-- YOUR GOAL --
Please quote the passage below on the Naodongfang wedding custom word for word, between "Folk legends and beliefs" and "in the process.", inclusive.

-- PASSAGE SHOWN --
# # # # # # #

WANG Xuan
Folk legends depict Naodongfang as an auspicious and positive custom, in contrast to the intellectuals’ negative comments found in historical manuscripts concerning Naodongfang. The three types (stories of auspicious and mythical figures who were incarnated as respected emperors and initiated Naodongfang; tales of folk heroes who were brave and courageous enough to fight villains such as bad emperors or demons; and urban legends of everyday people’s experiences), affirm Naodongfang as an essential component of a Chinese wedding. The beliefs and legends underlie the practice of lively and noisy weddings and led to the pervasiveness of Naodongfang that continues until today. Folk legends and their related beliefs speak to the longevity of Naodongfang and suggest its historical and present importance.
Keywords: Naodongfang, folk legends, folk beliefs, wedding customs, personal experience narratives
Introduction
Today, the invitation, “Groom and Bride, please enter the Dongfang (新人入洞房),” frequently signifies the end of a wedding ceremony and signals guests that they can start enjoying the feast. “Dongfang,” that translates literally to “cave house” (dong” means “cave” and “fang” is “house”), refers to the bridal chamber or newlyweds’ bedroom. The character “Nao” is a verb meaning to make something lively. Naodongfang (鬧洞房) is comprised of wedding pranks and games with sexual innuendo that generally take place in the newlywed’s bed chamber on the wedding night. On the one hand, Naodongfang has a history of over 2000 years. It was a widely recognized initiation by around 32-92 BCE according to a reference in The History of the Former Han Dynasty: Geographic Records (《漢書?地理志》) (Chen, 1998; Qu, 2002; Shang, 2000; Zhu, 2009). Huipeng Shang argues that, during the 2000 years, the custom has not fundamentally changed (2000, p. 211). On the other hand, to maintain the separation between genders and restrict sexual freedom, the Chinese upper classes consistently tried to shape, if not ban and eliminate, Naodongfang. However, 2000 years of attempts to prohibit Naodongfang have failed; the tradition is still alive and popular, proving its longevity and resilience.
Folk legends and beliefs represent a primary source that speaks to the longevity of Naodongfang and suggests its historical importance to at least some families and regions of China. In contrast to the intellectuals’negative comments found in historical manuscripts concerning Naodongfang, folk legends generally reflect more positive attitudes towards the custom. Many are origin stories that focus on the important and well-respected historical figures who supposedly created Naodongfang and who often fought off evil authorities or monsters in the process.

# # # # # # #

-- RAW DATA --
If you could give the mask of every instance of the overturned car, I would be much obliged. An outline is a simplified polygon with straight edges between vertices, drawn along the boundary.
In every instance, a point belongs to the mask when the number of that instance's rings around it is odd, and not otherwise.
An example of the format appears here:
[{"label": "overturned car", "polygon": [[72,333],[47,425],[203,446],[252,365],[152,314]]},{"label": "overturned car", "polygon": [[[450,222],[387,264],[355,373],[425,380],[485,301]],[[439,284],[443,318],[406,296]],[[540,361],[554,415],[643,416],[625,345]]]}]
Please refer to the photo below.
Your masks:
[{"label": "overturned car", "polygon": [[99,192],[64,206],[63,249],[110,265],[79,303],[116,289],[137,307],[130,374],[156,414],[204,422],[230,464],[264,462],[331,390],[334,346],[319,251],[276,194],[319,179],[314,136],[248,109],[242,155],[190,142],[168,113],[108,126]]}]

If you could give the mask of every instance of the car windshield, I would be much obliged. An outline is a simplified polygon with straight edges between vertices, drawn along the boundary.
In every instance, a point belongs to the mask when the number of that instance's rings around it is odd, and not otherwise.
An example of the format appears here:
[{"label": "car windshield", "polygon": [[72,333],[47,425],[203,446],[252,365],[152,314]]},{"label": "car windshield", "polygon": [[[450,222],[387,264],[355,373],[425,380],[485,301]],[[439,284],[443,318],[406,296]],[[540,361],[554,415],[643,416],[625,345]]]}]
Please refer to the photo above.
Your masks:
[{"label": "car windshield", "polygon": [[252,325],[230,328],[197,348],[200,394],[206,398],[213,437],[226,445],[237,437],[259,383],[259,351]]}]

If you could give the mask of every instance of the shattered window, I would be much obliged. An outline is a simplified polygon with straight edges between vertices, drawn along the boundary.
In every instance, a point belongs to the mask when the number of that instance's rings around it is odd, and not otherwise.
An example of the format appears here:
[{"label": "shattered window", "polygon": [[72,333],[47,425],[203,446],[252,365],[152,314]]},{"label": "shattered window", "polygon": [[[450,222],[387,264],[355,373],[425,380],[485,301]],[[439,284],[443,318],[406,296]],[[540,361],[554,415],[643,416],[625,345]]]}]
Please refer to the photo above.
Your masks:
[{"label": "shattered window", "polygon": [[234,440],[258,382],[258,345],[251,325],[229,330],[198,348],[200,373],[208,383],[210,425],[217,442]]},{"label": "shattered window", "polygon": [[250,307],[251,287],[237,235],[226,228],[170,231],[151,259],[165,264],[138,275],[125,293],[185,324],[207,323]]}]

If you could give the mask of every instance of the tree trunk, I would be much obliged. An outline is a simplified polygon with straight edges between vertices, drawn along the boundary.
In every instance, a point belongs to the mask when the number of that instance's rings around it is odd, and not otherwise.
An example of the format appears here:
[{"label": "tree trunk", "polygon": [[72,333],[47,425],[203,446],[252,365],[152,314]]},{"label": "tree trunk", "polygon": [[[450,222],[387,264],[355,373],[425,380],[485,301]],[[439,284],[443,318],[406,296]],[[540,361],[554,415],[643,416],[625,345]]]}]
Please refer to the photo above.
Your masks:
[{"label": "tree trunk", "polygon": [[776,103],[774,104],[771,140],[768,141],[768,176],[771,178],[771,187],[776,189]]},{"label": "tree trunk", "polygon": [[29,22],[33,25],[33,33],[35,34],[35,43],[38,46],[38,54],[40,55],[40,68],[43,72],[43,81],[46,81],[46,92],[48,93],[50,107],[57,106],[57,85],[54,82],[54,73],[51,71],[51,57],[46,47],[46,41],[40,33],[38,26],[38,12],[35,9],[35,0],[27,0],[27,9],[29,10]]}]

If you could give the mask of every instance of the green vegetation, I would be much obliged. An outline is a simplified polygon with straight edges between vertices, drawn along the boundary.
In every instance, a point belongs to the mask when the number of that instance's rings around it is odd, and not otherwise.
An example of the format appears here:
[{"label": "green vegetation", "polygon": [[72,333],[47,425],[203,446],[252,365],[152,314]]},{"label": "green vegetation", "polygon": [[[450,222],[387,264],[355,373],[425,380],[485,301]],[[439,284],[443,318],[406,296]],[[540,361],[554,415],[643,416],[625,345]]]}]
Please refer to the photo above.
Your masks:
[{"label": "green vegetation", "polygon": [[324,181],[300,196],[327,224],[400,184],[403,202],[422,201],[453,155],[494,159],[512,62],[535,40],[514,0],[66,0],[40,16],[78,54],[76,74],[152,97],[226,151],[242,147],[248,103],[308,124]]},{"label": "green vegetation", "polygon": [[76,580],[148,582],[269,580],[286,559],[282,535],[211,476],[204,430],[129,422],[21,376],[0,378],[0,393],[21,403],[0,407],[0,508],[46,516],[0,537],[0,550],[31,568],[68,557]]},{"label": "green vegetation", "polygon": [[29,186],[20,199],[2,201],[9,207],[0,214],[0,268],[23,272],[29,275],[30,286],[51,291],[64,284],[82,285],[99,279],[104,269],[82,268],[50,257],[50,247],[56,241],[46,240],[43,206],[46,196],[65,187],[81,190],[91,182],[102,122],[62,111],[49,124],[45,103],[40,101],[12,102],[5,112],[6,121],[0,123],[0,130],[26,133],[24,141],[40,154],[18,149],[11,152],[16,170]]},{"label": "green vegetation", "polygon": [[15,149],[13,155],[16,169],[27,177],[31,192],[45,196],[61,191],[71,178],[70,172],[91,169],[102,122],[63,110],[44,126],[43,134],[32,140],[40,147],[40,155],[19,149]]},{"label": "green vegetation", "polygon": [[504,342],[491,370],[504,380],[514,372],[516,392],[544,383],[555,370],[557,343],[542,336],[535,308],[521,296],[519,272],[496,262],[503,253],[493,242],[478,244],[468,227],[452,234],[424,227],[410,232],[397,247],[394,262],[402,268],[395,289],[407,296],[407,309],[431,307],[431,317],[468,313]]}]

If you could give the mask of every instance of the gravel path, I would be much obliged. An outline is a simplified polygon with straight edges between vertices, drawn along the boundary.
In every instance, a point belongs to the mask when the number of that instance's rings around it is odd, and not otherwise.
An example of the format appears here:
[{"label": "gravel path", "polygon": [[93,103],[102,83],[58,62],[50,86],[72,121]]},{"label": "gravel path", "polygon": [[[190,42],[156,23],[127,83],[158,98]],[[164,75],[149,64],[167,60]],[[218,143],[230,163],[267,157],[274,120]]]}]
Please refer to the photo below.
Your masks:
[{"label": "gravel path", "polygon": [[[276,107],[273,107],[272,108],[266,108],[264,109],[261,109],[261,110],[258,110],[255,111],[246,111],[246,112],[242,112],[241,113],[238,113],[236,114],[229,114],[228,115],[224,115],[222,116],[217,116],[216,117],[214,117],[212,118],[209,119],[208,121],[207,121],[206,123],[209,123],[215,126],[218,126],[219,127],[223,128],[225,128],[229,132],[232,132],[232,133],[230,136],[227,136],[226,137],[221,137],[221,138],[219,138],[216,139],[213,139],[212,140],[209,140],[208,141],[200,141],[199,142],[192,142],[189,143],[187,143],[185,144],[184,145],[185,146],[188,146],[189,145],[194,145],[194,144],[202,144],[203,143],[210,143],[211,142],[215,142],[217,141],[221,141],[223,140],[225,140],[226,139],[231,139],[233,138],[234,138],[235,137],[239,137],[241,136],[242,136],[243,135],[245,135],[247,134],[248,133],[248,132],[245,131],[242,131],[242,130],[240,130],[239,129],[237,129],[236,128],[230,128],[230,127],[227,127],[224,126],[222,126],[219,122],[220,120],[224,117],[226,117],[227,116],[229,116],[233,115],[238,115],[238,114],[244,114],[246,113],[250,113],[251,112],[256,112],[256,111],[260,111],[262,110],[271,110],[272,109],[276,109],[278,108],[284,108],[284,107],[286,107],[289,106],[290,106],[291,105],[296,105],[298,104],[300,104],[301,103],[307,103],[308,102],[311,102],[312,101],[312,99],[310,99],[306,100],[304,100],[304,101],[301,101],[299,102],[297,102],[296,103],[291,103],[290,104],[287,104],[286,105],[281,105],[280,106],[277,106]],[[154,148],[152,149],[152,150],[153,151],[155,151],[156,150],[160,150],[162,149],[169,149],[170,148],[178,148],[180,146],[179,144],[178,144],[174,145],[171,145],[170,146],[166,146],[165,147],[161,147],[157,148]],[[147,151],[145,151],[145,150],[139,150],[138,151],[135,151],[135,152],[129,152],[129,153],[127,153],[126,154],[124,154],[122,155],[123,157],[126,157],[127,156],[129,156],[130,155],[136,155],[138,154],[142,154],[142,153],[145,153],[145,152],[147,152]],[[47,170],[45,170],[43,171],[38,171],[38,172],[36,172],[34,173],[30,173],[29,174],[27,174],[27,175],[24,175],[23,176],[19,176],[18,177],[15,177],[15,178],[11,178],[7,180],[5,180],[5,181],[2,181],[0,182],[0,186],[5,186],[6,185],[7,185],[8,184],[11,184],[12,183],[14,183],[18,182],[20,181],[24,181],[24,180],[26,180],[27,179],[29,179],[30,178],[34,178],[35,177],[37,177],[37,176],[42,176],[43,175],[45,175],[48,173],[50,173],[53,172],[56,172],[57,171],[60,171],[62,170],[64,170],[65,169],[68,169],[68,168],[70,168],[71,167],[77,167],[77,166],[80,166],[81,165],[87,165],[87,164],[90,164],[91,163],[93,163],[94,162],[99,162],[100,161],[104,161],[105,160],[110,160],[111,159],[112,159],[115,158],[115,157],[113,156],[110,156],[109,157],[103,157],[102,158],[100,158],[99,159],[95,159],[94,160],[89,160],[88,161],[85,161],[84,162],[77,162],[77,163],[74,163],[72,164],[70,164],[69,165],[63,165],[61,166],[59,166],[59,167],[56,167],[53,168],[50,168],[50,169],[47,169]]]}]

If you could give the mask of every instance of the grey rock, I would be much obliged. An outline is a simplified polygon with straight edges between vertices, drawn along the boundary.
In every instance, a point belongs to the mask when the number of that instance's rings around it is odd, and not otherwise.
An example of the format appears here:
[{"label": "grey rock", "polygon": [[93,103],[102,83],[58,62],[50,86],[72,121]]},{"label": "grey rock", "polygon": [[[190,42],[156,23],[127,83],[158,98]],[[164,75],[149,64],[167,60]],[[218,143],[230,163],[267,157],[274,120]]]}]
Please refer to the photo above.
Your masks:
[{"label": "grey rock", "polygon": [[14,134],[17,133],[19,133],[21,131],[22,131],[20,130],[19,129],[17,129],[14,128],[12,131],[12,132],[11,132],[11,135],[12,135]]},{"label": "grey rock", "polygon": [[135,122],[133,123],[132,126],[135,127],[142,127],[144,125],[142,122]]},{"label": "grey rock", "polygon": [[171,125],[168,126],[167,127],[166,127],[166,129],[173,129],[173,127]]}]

# # # # # # #

-- EXERCISE OUTPUT --
Folk legends and beliefs represent a primary source that speaks to the longevity of Naodongfang and suggests its historical importance to at least some families and regions of China. In contrast to the intellectuals’negative comments found in historical manuscripts concerning Naodongfang, folk legends generally reflect more positive attitudes towards the custom. Many are origin stories that focus on the important and well-respected historical figures who supposedly created Naodongfang and who often fought off evil authorities or monsters in the process.